Lessons from Mother by Dorothy Abrams

Dorothy Pearl Russell was the kind of child a mother wishes on her daughter as retribution. My Victorian grandmother often said she didn't know whether to spank her when she got up in the morning or wait until she deserved it. Deserved is a poor choice of words. There was guilt and karma, jealousy and fear all wrapped up in their relationship. To thrive in that milieu, Dorothy rationalized everything in terms of what would keep her from the worst punishments, or at least make it worth it. If she was late home from school, she figured she might as well be really late. The switching wouldn't be any worse for it. If the rule was one friend a piece to play in the back yard for each of the three Russell kids, Dorothy would take stock. She realized her much older brother was off with his friends. Her sister was inside reading because it was too hot or too cold to be outside.

◆ EXERCISE MATERIALS

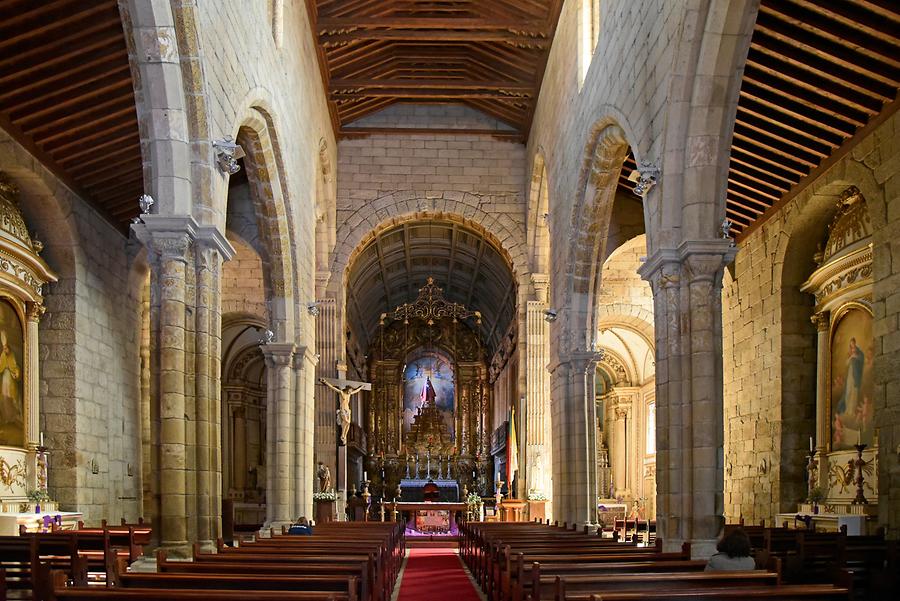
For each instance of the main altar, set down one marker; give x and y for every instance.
(427, 434)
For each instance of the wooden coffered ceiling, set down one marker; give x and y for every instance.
(489, 55)
(397, 262)
(819, 76)
(66, 95)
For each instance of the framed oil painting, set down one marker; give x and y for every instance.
(428, 379)
(851, 382)
(12, 376)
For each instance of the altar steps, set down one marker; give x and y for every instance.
(431, 542)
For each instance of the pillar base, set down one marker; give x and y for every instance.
(703, 548)
(177, 550)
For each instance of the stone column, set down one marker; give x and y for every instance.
(279, 434)
(327, 341)
(686, 286)
(168, 314)
(537, 397)
(239, 449)
(574, 439)
(620, 412)
(821, 320)
(304, 445)
(33, 365)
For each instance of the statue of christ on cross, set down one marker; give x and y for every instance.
(346, 389)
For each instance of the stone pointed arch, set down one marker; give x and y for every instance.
(689, 203)
(274, 218)
(538, 213)
(400, 207)
(604, 155)
(164, 51)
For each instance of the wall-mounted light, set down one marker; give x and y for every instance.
(227, 155)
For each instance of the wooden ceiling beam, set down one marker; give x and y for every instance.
(102, 85)
(361, 132)
(832, 52)
(807, 60)
(35, 89)
(414, 93)
(750, 109)
(329, 24)
(123, 120)
(430, 84)
(812, 116)
(842, 37)
(430, 37)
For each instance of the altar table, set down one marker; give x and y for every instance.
(426, 522)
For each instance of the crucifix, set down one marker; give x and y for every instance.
(346, 389)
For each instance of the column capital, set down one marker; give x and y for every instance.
(541, 284)
(171, 235)
(821, 320)
(305, 357)
(278, 354)
(697, 259)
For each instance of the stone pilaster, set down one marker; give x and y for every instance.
(185, 467)
(305, 362)
(327, 340)
(538, 455)
(168, 311)
(686, 286)
(279, 432)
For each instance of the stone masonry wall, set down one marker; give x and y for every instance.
(89, 346)
(768, 340)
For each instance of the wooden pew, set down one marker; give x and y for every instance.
(26, 562)
(346, 587)
(768, 593)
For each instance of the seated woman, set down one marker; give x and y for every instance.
(431, 492)
(733, 553)
(301, 526)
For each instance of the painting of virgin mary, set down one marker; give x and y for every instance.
(851, 380)
(12, 400)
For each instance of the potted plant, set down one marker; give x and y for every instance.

◆ SET OF TASKS
- A) Copy the Lessons from Mother text word for word, starting at the words "Dorothy Pearl Russell" and ending after the words "to be outside.".
- B) Rewrite the entries from the line that has "For each instance of the wooden pew, set" through the final entry, replacing "marker" with "pin" and changing nothing else.

◆ ANSWERS PER TASK
- A)
Dorothy Pearl Russell was the kind of child a mother wishes on her daughter as retribution. My Victorian grandmother often said she didn't know whether to spank her when she got up in the morning or wait until she deserved it. Deserved is a poor choice of words. There was guilt and karma, jealousy and fear all wrapped up in their relationship. To thrive in that milieu, Dorothy rationalized everything in terms of what would keep her from the worst punishments, or at least make it worth it. If she was late home from school, she figured she might as well be really late. The switching wouldn't be any worse for it. If the rule was one friend a piece to play in the back yard for each of the three Russell kids, Dorothy would take stock. She realized her much older brother was off with his friends. Her sister was inside reading because it was too hot or too cold to be outside.

- B)
For each instance of the wooden pew, set down one pin; give x and y for every instance.
(26, 562)
(346, 587)
(768, 593)
For each instance of the seated woman, set down one pin; give x and y for every instance.
(431, 492)
(733, 553)
(301, 526)
For each instance of the painting of virgin mary, set down one pin; give x and y for every instance.
(851, 380)
(12, 400)
For each instance of the potted plant, set down one pin; give x and y for every instance.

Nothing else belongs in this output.